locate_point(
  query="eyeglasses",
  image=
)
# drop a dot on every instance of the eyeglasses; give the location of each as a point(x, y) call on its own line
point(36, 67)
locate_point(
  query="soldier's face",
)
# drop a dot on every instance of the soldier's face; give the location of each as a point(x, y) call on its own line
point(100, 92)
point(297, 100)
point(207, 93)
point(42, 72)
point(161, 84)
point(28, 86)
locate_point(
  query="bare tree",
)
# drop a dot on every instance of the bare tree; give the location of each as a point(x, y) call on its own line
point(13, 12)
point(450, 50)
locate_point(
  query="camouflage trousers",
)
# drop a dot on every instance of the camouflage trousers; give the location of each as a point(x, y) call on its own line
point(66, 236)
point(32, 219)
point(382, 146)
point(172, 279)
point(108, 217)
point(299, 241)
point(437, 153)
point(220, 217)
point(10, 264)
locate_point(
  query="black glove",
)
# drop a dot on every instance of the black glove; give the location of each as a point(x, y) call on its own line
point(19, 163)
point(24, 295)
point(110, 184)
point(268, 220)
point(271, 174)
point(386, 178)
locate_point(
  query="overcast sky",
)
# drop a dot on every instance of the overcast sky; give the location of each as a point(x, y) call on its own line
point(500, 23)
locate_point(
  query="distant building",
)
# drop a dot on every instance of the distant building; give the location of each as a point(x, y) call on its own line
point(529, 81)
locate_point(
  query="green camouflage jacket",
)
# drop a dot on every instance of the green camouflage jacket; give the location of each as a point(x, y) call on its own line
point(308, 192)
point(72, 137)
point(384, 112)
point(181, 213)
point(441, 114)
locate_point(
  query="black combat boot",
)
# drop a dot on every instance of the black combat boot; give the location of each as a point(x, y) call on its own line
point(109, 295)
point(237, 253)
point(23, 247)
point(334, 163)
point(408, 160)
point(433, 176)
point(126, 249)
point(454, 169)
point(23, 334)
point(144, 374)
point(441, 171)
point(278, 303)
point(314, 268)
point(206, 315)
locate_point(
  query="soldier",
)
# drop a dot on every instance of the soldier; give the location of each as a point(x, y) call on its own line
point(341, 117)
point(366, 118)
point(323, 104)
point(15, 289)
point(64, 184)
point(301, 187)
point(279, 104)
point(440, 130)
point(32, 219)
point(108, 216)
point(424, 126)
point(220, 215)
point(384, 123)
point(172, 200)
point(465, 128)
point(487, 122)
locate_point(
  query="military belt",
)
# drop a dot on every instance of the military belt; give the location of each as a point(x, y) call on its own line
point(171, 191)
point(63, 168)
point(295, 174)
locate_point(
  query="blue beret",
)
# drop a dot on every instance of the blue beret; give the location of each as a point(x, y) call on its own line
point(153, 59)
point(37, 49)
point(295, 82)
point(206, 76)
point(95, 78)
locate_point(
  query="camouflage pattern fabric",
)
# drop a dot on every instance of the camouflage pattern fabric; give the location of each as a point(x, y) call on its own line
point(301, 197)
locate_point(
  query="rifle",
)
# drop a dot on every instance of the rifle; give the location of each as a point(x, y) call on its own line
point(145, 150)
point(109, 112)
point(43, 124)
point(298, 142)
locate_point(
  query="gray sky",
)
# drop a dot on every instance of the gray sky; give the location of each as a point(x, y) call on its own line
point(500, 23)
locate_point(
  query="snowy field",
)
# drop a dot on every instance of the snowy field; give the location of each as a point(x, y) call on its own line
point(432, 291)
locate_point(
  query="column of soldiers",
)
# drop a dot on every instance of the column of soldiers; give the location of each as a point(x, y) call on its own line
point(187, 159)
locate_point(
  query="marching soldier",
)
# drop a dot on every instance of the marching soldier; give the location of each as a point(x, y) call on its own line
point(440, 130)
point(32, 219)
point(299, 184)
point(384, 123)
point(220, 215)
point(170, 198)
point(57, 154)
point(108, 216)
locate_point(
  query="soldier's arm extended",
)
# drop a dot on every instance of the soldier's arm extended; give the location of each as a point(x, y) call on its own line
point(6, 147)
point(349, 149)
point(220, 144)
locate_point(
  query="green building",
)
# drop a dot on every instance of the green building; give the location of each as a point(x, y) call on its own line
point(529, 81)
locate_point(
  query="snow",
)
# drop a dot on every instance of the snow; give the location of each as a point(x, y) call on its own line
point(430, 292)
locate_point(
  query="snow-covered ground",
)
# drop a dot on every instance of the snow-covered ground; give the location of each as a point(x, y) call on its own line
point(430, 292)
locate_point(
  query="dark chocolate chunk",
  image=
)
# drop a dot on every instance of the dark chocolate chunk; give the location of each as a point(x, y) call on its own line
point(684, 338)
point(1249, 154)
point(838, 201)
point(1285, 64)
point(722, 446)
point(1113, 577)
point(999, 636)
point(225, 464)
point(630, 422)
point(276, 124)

◆ ◆ ◆ ◆ ◆ ◆ ◆

(Goal of the exercise): Repeat the material exactly, please, so that each line matches its source.

(Completed exercise):
locate_point(
  query="eyeglasses",
  image=
)
# drop a dot on every instance of the eyeglasses; give the location of each as a point(x, y) call on its own line
point(36, 67)
locate_point(
  query="soldier's face",
)
# drop a dot on every instance of the soldier's face; give the location of each as a point(x, y) call on its own line
point(100, 92)
point(297, 100)
point(207, 93)
point(42, 72)
point(161, 84)
point(28, 86)
locate_point(
  query="bare tree",
)
# drop a dot on every instance of the bare tree; give the location of each as a point(x, y) call on its own line
point(13, 12)
point(450, 50)
locate_point(
  query="camouflage trousers",
)
# drop a dot on every instance of the camouflage trousers; give the location of each as a point(x, y) call on its own line
point(66, 236)
point(32, 219)
point(382, 146)
point(172, 279)
point(108, 217)
point(299, 241)
point(437, 153)
point(220, 217)
point(10, 264)
locate_point(
  query="black glove",
)
# drop a dot on every instance of the black glove; give the location of each as a point(x, y) call on its own line
point(19, 163)
point(24, 295)
point(110, 184)
point(268, 220)
point(271, 174)
point(386, 178)
locate_point(
  query="overcast sky",
)
# drop a dot on every instance of the overcast sky; give the location of each as a point(x, y) call on its own line
point(500, 23)
locate_point(
  query="distant building",
)
# drop a dot on every instance of the distant building; give the location of each as a point(x, y) call on its own line
point(529, 81)
locate_point(
  query="green camouflage jacket",
)
# drop a dot on every instance of the green camouflage jacket; give the location of each as a point(x, y) call on its own line
point(308, 192)
point(72, 137)
point(384, 112)
point(181, 213)
point(441, 114)
locate_point(
  query="black combat boot",
)
# drop a dot on every instance of the black combat boot; give the location of each as a point(x, y) call on its own line
point(109, 295)
point(237, 253)
point(23, 247)
point(334, 163)
point(408, 160)
point(433, 176)
point(126, 249)
point(454, 169)
point(23, 334)
point(144, 374)
point(441, 171)
point(278, 303)
point(314, 268)
point(206, 315)
locate_point(
  query="soldier",
)
# drop a dot on every instance of the soldier; give the location of each as a point(x, y) call on its own line
point(341, 117)
point(366, 118)
point(323, 104)
point(15, 289)
point(64, 184)
point(301, 187)
point(279, 104)
point(440, 130)
point(32, 219)
point(108, 216)
point(424, 126)
point(220, 215)
point(384, 123)
point(172, 200)
point(465, 128)
point(487, 122)
locate_point(
  query="military belt",
)
# drop a dot on every instance of the military belt; give the location of each as a point(x, y) call on its own line
point(171, 191)
point(63, 168)
point(295, 174)
locate_point(
  query="blue beret",
)
# drop a dot on every instance of the blue beret; give the location of each as a point(x, y) call on its own line
point(153, 59)
point(37, 49)
point(295, 82)
point(206, 76)
point(95, 78)
locate_point(
  query="camouflage pattern fabric",
)
# drop a dot on every instance of the camouflage pattern fabric; give the location of each as a point(x, y) call on its own line
point(301, 197)
locate_point(
  query="rifle",
)
# drop a dot on every instance of the rifle; give the location of each as a point(x, y) call on its own line
point(145, 150)
point(109, 112)
point(43, 124)
point(298, 142)
locate_point(
  query="gray sky",
)
# drop a dot on every instance of the gray sky; give the location of each as a point(x, y) call on its own line
point(500, 23)
locate_point(
  query="snowy field",
)
# drop a dot on every instance of the snowy field; give the location of each as a point(x, y) call on its own line
point(432, 291)
locate_point(
  query="column of soldiers",
)
# drop a dot on every instance of the column of soldiers; give the location of each as a point(x, y) call on its own line
point(187, 159)
locate_point(
  query="marching soldier",
)
# drop a dot on every instance of the marching soldier; give the location of each as a point(x, y) call on its own line
point(440, 130)
point(32, 219)
point(299, 184)
point(384, 123)
point(220, 215)
point(170, 198)
point(57, 154)
point(108, 216)
locate_point(
  query="soldier's arm extended",
)
# drop a dot on every instance of the soldier's arm extended; give the location of each as a point(x, y) call on its own line
point(6, 147)
point(349, 149)
point(220, 144)
locate_point(
  query="green building",
)
# drop a dot on every instance of the green building; give the location of each as a point(x, y) call on its own line
point(529, 81)
locate_point(
  query="snow",
)
# drop a dot on every instance of the snow; give the location of each as a point(x, y) call on its own line
point(430, 292)
locate_point(
  query="snow-covered ground",
)
# drop a dot on every instance of the snow-covered ground; give the location of each as a point(x, y) call on its own line
point(430, 292)
locate_point(
  query="dark chocolate chunk",
  image=
)
# drop a dot on every instance of the dark chocolate chunk; give the location of each as a point(x, y) call on its own line
point(684, 338)
point(1249, 154)
point(838, 201)
point(1285, 64)
point(722, 446)
point(1113, 577)
point(999, 636)
point(225, 464)
point(630, 422)
point(276, 124)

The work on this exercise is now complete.